====== Dataset rows
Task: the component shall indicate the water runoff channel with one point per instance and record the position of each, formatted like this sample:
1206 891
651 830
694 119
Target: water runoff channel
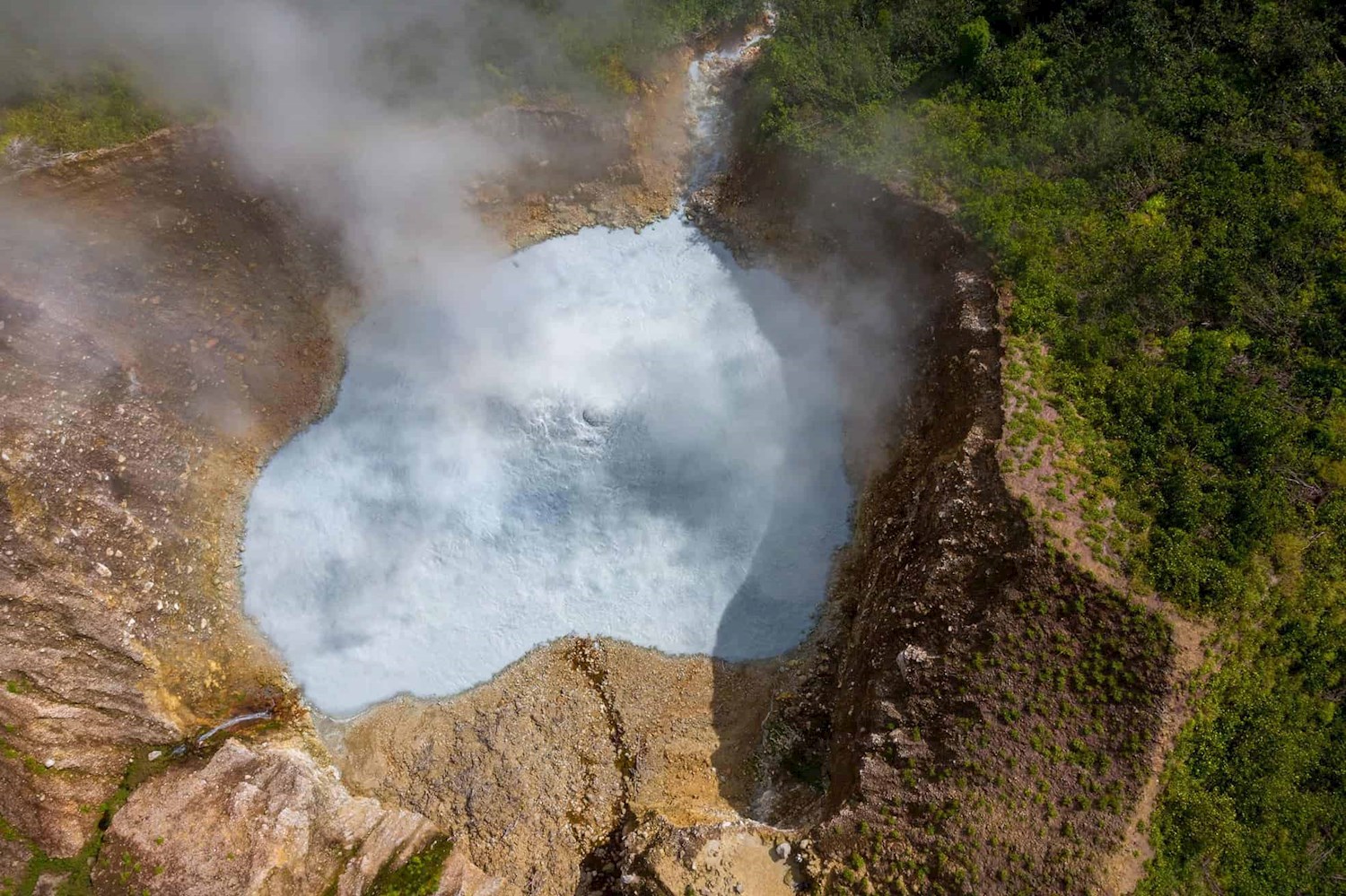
============
▶ [Work to complete]: Please write out the records above again, swapping "water runoff channel" for "storm drain" wherever it occurs, and change nothing else. Leave the pictures out of your answer.

▶ [Exercise output]:
Task: the component shall indicate the storm drain with one point per instance and record the position of each, formatted like this sample:
1206 891
651 830
694 119
Target: storm drain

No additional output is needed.